Start of Source document

And I think, just like, uh, remembering of how reliant we are on the places where we live, both physically for physical sustenance and health, but also like for our mental and spiritual and emotional health too.
Huilua has been a place where recently we’ve had a push in really restoring that space.
It's been a really big period of growth for us and seeing that we're all trying to learn, yeah, and so we always take the cue from Huilua.
Hui means to join Lua means two.
So to join two things together and for us when we think about that and we makawalu and see that name in all perspectives - it's the joining of things, yeah?
So the joining of people to make this wall.
The joining of people and hands together with everyone's effort.
At Kānewai Spring it was a long effort to actually get the ownership.
We didn't start out owning the spring.
For the community to actually get ownership we started by approaching the former owners and saying if we can have access for our community, can we mālama this spring and that’s how things started.
And a lot of the effort, it wasn't some big organization.
It was very grassroots was the longtime families from this area.
As community rallied around to save the spring, and also to mālama the spring, then you could see the reflection change and the spring water came clear.
I lived in this neighborhood for seven years and I didn't have the slightest idea that this fishpond existed.
Hundreds of school children and local community people have been here over the past few years working on cleanup days.
And I'm very excited in the time that I'm going to have here to see it develop and see if we can actually turn it back into a working fishpond.
We are very excited at the opportunity to work with local ʻAiea community organizations, Hawaiian civic clubs, local schools and other community members to develop and help enrich this aspect of the Hawaiian heritage and culture.

End of Source document
Start of Extracted records

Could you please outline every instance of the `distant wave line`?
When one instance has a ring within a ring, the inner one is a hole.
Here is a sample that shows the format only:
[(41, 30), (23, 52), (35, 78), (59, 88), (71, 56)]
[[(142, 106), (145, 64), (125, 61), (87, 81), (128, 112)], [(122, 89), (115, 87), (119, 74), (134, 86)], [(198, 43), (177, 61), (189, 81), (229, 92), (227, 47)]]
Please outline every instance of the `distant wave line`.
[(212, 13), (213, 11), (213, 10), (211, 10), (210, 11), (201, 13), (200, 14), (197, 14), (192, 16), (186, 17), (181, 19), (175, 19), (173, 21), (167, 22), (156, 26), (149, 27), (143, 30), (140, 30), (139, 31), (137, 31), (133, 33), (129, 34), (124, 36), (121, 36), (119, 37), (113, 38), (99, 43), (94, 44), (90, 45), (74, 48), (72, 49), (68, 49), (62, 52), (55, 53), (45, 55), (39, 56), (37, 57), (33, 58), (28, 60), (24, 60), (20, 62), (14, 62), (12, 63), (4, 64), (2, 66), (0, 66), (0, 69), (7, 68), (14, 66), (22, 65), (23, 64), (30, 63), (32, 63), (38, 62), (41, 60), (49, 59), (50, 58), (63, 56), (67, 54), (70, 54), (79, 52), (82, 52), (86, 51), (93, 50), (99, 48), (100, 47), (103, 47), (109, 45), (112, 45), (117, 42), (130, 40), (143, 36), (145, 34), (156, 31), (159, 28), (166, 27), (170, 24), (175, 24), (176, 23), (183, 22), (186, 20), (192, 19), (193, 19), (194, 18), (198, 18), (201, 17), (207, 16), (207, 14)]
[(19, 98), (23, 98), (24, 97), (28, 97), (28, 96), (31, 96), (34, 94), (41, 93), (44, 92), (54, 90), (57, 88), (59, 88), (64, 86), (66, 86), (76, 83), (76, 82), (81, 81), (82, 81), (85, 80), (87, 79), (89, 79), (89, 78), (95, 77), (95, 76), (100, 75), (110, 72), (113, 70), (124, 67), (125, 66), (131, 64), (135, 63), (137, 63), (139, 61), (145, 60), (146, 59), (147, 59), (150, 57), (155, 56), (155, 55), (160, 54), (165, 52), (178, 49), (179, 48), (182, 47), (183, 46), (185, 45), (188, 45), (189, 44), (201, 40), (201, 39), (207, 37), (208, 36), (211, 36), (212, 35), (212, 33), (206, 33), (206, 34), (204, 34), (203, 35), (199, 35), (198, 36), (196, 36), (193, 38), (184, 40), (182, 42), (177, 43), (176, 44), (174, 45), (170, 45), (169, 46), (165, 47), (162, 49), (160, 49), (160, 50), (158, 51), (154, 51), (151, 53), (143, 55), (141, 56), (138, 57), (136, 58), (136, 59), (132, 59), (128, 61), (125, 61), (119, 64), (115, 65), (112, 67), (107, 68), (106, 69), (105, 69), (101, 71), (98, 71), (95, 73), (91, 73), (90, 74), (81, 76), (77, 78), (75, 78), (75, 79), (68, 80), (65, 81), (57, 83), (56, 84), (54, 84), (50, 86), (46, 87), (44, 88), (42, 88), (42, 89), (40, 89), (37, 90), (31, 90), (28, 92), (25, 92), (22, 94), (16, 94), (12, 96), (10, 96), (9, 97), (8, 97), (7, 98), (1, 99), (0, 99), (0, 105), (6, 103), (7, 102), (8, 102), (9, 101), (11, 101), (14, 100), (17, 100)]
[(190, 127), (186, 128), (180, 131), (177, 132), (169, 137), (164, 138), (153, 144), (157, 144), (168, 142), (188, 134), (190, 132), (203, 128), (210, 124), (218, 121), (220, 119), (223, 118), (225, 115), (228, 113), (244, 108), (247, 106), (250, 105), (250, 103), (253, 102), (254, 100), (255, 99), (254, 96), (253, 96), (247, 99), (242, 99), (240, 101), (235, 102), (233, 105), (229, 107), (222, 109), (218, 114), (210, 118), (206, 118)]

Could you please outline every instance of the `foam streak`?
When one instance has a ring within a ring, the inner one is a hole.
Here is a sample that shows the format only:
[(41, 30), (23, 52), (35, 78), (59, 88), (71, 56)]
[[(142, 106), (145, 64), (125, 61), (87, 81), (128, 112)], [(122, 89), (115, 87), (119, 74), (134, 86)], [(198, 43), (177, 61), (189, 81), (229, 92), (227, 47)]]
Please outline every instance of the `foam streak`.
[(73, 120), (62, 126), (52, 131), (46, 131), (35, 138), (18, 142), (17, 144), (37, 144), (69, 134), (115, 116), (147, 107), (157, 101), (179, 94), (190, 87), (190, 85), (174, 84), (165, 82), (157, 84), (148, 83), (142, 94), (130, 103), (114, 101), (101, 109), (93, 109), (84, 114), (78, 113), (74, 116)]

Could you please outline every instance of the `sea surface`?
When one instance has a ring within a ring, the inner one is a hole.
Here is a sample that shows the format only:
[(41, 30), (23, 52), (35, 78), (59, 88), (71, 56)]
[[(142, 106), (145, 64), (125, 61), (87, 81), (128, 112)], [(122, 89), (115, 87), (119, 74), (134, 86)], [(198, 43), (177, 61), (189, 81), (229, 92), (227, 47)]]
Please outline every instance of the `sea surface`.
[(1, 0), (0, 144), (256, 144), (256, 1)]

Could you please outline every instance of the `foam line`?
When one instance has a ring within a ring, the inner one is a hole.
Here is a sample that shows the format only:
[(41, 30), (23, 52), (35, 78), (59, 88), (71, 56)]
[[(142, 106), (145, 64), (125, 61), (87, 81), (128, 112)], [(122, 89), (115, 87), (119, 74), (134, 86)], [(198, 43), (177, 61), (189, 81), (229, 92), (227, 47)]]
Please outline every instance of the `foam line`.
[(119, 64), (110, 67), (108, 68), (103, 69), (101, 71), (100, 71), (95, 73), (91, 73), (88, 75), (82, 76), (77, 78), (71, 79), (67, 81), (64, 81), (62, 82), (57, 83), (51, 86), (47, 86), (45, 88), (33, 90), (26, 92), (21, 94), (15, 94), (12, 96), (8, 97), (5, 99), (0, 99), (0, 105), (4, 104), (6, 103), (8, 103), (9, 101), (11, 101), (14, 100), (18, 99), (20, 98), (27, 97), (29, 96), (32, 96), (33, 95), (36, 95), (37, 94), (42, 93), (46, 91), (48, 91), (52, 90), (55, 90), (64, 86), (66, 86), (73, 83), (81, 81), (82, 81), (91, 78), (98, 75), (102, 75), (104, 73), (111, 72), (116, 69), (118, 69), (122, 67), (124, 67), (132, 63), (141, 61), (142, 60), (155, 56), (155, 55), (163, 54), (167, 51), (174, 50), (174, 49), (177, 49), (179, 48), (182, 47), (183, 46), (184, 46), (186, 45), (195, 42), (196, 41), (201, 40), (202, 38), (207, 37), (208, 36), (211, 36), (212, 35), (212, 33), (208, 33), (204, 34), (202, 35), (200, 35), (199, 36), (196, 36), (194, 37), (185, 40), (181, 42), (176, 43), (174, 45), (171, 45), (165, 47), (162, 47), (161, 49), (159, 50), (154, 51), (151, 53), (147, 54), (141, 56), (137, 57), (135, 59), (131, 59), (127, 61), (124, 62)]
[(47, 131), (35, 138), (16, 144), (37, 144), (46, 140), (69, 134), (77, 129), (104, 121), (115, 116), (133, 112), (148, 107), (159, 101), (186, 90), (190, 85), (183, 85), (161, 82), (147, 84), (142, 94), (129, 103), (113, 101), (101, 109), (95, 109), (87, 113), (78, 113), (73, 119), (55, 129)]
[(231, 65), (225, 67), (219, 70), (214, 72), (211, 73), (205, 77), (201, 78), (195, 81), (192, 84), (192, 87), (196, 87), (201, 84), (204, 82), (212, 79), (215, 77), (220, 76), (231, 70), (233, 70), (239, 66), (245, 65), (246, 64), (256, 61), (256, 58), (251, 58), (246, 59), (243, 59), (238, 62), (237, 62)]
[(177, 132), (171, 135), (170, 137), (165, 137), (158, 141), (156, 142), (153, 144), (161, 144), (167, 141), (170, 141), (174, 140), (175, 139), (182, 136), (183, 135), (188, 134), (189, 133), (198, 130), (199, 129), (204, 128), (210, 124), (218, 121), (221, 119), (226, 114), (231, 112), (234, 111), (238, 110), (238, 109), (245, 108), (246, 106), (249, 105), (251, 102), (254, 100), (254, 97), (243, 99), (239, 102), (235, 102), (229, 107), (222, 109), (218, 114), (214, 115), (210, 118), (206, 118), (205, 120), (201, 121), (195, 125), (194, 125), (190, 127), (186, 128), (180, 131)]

End of Extracted records
Start of Extracted records

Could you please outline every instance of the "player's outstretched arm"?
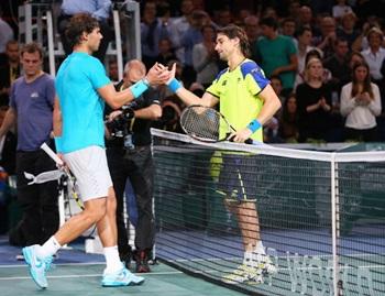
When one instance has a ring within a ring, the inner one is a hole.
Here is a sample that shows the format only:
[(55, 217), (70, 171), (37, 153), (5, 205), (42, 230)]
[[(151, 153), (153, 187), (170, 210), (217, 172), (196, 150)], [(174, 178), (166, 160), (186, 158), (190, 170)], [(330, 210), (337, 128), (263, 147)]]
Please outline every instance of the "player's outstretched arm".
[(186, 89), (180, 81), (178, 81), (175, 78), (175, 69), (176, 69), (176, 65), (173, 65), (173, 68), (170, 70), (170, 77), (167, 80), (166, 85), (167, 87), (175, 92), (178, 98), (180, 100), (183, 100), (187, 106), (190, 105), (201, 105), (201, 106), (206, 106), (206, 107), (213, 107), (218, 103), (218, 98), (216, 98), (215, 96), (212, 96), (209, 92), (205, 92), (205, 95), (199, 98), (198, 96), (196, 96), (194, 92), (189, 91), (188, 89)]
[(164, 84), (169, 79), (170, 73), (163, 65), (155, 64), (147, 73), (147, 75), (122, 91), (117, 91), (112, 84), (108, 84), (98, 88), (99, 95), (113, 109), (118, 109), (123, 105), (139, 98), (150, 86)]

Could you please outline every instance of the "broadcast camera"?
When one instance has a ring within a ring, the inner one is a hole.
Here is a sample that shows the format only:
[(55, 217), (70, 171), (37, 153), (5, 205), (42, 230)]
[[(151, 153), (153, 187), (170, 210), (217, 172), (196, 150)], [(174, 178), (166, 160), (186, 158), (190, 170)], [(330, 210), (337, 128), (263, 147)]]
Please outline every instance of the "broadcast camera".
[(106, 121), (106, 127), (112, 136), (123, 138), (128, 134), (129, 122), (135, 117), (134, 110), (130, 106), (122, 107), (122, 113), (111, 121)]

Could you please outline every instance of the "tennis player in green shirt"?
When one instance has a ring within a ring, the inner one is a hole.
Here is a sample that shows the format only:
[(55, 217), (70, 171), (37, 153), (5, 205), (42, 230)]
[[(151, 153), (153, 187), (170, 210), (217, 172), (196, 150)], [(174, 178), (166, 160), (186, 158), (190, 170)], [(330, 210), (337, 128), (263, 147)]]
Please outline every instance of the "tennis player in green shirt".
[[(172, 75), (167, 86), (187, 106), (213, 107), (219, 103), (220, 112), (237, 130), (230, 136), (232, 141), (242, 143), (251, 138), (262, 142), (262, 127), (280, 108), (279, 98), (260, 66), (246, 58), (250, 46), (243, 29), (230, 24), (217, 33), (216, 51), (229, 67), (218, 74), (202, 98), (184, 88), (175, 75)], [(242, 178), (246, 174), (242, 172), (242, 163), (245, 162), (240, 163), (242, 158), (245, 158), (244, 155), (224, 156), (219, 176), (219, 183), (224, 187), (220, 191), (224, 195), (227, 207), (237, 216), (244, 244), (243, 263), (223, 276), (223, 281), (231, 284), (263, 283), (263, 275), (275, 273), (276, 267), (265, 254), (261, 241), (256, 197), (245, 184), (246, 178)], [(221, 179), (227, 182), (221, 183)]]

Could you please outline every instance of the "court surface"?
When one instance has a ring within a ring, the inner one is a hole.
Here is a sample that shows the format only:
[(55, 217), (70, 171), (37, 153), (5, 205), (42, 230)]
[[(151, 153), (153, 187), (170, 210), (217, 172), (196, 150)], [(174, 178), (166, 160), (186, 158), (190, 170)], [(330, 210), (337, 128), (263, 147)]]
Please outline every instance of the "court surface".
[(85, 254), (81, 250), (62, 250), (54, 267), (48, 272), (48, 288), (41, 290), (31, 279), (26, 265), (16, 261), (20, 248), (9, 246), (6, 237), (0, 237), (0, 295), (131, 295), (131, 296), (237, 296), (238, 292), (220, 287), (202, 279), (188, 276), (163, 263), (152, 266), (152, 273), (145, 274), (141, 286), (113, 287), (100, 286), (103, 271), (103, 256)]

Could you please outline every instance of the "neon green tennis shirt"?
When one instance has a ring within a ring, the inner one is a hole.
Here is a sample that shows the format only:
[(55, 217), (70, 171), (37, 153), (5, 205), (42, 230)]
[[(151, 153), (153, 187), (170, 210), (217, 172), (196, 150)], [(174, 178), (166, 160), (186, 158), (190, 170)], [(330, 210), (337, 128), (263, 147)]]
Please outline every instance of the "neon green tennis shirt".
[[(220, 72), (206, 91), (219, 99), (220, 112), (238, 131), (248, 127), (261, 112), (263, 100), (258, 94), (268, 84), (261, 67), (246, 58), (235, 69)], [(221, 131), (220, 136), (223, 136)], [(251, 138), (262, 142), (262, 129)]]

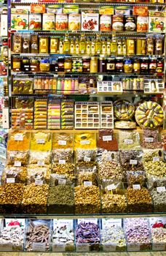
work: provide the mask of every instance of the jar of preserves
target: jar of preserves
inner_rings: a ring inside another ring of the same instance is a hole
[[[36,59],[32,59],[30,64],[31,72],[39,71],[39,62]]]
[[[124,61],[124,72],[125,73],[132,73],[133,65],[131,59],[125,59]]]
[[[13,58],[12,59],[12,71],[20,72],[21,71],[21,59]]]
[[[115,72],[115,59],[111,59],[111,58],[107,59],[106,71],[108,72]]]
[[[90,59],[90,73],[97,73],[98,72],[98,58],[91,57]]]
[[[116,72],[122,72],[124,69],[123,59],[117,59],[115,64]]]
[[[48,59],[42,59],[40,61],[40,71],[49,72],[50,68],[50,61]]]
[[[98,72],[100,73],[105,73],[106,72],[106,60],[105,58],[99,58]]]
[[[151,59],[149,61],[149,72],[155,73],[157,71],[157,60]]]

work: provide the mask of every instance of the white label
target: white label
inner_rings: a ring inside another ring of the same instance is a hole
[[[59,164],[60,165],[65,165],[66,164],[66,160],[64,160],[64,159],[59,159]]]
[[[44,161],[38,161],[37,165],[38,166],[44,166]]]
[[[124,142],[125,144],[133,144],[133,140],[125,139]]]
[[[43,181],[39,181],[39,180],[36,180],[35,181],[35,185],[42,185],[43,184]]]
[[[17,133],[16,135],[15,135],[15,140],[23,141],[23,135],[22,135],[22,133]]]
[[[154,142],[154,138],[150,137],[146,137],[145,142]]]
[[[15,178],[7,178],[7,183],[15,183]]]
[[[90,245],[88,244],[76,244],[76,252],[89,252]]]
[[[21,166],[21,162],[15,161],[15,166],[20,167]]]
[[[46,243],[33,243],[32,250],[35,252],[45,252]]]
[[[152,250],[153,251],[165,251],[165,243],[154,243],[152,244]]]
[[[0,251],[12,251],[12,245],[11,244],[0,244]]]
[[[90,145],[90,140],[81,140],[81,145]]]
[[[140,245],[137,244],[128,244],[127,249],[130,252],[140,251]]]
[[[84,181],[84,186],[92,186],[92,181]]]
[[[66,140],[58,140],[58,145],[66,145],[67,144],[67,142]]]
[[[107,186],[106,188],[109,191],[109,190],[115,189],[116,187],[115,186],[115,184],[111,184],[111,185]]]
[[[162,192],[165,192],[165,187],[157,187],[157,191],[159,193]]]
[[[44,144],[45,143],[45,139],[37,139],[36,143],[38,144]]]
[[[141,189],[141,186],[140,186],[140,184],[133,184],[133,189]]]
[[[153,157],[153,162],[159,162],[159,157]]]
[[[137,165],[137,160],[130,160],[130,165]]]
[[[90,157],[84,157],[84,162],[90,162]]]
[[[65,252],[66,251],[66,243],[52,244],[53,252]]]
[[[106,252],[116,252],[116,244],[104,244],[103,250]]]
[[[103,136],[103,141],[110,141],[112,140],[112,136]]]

End of Extracted records

Directives:
1. Decide whether each of these statements agrees with the restoration transcript, answering yes or no and quoting the deciding words: (a) The community owned Kānewai Spring from the start. (b) "Hui" means to join. (c) A big organization led the effort at Kānewai Spring.
2. Update the restoration transcript starting with "As community rallied" and going on through "a working fishpond.", putting "pond" wherever "fishpond" appears.
3. Render this sentence from the restoration transcript in Spanish: "We didn't start out owning the spring."

Answers below:
1.
(a) No: "We didn't start out owning the spring."
(b) Yes: "Hui means to join"
(c) No: "it wasn't some big organization."

2.
As community rallied around to save the spring, and also to mālama the spring, then you could see the reflection change and the spring water came clear.
I lived in this neighborhood for seven years and I didn't have the slightest idea that this pond existed.
Hundreds of school children and local community people have been here over the past few years working on cleanup days.
And I'm very excited in the time that I'm going to have here to see it develop and see if we can actually turn it back into a working pond.

3. No empezamos siendo dueños del manantial.